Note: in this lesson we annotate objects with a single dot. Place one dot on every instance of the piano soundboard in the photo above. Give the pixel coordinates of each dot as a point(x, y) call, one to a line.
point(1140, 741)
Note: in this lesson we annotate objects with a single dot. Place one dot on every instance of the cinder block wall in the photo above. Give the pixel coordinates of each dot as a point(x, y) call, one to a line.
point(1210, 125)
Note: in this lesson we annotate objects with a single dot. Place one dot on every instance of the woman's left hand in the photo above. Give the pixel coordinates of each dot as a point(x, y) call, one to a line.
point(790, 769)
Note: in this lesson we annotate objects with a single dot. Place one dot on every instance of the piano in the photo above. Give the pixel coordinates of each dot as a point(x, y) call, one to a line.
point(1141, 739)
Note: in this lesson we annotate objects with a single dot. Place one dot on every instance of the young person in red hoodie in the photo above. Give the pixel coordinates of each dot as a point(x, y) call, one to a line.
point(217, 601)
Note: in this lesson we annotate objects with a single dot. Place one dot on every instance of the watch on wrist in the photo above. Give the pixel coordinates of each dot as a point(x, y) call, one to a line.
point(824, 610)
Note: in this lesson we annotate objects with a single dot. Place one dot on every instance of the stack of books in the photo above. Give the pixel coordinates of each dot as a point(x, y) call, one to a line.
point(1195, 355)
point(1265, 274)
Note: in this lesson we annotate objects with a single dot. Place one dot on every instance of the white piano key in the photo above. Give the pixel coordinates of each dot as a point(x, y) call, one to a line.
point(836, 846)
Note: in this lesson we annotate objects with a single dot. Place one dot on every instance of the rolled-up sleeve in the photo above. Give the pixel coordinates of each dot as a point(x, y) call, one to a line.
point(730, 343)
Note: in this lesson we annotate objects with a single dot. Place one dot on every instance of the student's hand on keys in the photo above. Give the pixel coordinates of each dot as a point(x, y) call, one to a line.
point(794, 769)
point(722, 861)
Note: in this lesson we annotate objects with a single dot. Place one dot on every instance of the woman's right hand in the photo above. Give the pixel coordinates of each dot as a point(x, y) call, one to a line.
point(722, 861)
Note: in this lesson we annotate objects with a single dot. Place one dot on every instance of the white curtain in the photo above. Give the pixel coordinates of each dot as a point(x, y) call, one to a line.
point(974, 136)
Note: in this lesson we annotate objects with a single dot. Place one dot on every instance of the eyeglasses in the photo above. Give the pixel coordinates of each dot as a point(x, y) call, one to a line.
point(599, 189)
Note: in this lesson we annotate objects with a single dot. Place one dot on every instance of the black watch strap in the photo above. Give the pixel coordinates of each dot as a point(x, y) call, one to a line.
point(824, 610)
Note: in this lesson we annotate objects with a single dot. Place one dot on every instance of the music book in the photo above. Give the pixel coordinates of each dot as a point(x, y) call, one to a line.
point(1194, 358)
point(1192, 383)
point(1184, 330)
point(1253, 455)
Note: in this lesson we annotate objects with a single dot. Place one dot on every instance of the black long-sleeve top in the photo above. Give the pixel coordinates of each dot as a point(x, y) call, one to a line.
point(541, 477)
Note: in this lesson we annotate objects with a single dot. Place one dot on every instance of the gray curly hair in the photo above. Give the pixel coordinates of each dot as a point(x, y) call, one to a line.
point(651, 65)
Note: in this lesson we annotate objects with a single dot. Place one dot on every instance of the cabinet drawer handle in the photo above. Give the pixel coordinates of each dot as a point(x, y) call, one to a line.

WORK INSTRUCTION
Repeat the material above in full. Change no word.

FINAL ANSWER
Note: in this lesson we annotate objects with a single dot. Place one dot on every instance of the piano soundboard in the photo above. Give the pixel coordinates of each dot as a point(x, y) call, one to a line.
point(1140, 741)
Note: in this lesson we annotate objects with a single dot. Place one dot on every instance of the cinder block wall in the photo above. Give the pixel coordinates of each dot as a point(x, y) call, one to a line.
point(1210, 125)
Note: in this lesson we annotate objects with a single dot. Place one dot on every instance of the woman's left hand in the photo above. Give the pixel coordinates of each dot as a point(x, y) call, one to a line.
point(790, 769)
Note: in this lesson we annotate objects with a single dot. Place one dot on every instance of the piano in the photo above. Give the pixel coordinates of each dot as a point(x, y) call, one to a line.
point(1141, 739)
Note: in this lesson we annotate objects with a single dot. Place one dot on every instance of the young person in red hoodie in the photo above. Give the pixel coordinates of each dot as a point(x, y) call, one to a line.
point(217, 601)
Note: in this lesson we annotate objects with a single dot. Place one dot on every instance of the watch on wrist in the photo above. Give the pixel coordinates of each dot as a point(x, y) call, one to a line.
point(824, 610)
Note: in this lesson we annotate objects with a single dot. Place one dot on every instance of the stack of books in the photo above. Give the pixel coordinates of each dot as a point(x, y) call, one to a line.
point(1195, 355)
point(1265, 274)
Note: in this lesson we annotate objects with a single dot. Place one dot on every instance of the white piano key in the photo above. Give the pixel coordinates of each dot as a point(x, y) call, one to a line.
point(836, 846)
Note: in this lesson we annotate objects with a single dot. Place one dot on every instance of the rolled-up sleeve in the photo above. Give the pixel coordinates of each dot as a point(x, y) call, one to a line.
point(730, 343)
Note: in this lesson we annotate objects with a single dot. Place one dot on every instance of the student's hand on keys in the photo above. Give the pixel coordinates of each dot as a point(x, y) call, one to a line.
point(794, 769)
point(722, 861)
Note: in this lesson we annotate objects with a single dot. Place one dot on every instance of the woman's right hand in the photo above. Give the pixel coordinates of each dot as a point(x, y) call, one to a line.
point(722, 861)
Note: in this lesson we annotate objects with a single dot. Place one dot on every instance of the white curtain in the photo above. Give the pixel coordinates of each dot as a point(x, y) call, one to a line.
point(974, 136)
Note: in this lesson we annotate objects with a single dot. Place one dot on every instance of the eyeglasses in the photo above. Give the pixel coordinates of each dot as a point(x, y) call, one to a line.
point(599, 189)
Note: in this lesson we annotate objects with a single dot. Place one dot on every instance of the black watch strap in the photo above. Give the pixel coordinates of each dot as a point(x, y) call, one to a line.
point(824, 610)
Note: in this lesson we annotate objects with a single dot. Place one dot on every instance of the music book in the photo above. Give the pixel coordinates of each dot as a point(x, y) call, one to a line.
point(1194, 358)
point(1192, 383)
point(1184, 330)
point(1253, 455)
Note: in this lesson we annotate objects with a single dot. Place one dot on every instance of the black long-sleeve top in the photo above. Give the pixel coordinates of each dot as a point(x, y) call, one to a line.
point(541, 477)
Note: in this lesson we annotate objects with a single dot. Place one dot on every instance of the gray curly hair in the photo above. Give the pixel coordinates of each dot as a point(x, y) call, one to a line.
point(651, 65)
Note: in this lesson we annotate objects with a single dot. Place one dot on every instance of the cabinet drawer handle in the photo above. Give the pixel coordinates of each dot as a point(x, y) call, one to a line.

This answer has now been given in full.